* What to do *
According to the Melocactus ernestii text below, which Brazilian states is this cactus native to?

*** Text ***

Scientific classification
- Kingdom: Plantae
- Clade: Tracheophytes
- Clade: Angiosperms
- Clade: Eudicots
- Order: Caryophyllales
- Family: Cactaceae
- Subfamily: Cactoideae
- Genus: Melocactus
- Species: M. ernestii
- Binomial name: Melocactus ernestii Vaupel

= Melocactus ernestii =

- Genus: Melocactus
- Species: ernestii
- Authority: Vaupel
- Conservation status: LC

Species of cactus

Melocactus ernesti is one of the Turk's cap cacti, and is native to Bahia and Minas Gerais States, Brazil.

==Description==
Melocactus ernestii grows with light yellowish green to dark green, almost spherical to short cylindrical bodies that reach heights of 9 to 45 centimeters and a diameter of 7 to 35 centimeters. There are 9 to 13 more or less rounded ribs or ridges with a slightly sharp edge, each with a row of spines usually about 1 to 2 in long. The spines are banded red and yellow or reddish or brownish in color. The 3 to 8 central spines, the lowest of which are curved or straight, the spines can occasionally be as much as 10 in in length, exceeded only by Ferocactus emoryi subspecies rectispinus. The 7 to 13 straight or outwardly curved radial spines reach lengths of 4 to 15 centimeters. The cephalium is the red, columnar, formed from more or less pink-red bristles, which is rarely covered with white wool at the top, is up to 18 centimeters high and reaches a diameter of up to 8 centimeters composed of hundreds of small, tightly packed flowers and grows a little longer each year.

The light to dark magenta pink flowers are 1.95 to 2.9 inches long and have a diameter of 9 to 18 millimeters. The fruits, which are deep pink to red at the top, are 1.4 to 4.5 centimeters long.

==Distribution==
Melocactus ernestii is distributed in northeastern Brazil.

The following subspecies are recognized:
- Melocactus ernestii subsp. ernestii
- Melocactus ernestii subsp. longicarpus

==Taxonomy==
The first description was in 1920 by Friedrich Karl Johann Vaupel.

*** End of Text ***
*** Extracted data ***

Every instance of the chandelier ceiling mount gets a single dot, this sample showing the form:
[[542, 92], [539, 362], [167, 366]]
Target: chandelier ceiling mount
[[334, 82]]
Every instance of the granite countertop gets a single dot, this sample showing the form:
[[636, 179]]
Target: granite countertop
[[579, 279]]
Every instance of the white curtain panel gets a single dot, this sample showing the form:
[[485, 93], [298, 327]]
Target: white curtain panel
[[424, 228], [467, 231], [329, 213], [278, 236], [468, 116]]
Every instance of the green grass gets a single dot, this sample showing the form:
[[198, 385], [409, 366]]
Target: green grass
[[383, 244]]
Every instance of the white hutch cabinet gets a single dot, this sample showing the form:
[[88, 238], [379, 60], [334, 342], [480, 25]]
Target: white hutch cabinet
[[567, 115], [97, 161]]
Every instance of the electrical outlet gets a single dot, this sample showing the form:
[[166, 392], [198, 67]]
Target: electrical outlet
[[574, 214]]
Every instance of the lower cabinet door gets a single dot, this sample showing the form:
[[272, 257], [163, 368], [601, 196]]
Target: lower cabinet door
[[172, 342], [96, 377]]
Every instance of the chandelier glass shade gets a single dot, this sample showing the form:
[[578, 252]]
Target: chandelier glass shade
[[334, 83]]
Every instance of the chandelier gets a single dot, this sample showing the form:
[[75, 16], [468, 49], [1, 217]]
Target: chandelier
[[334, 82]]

*** End of Extracted data ***

* Reply *
Bahia and Minas Gerais.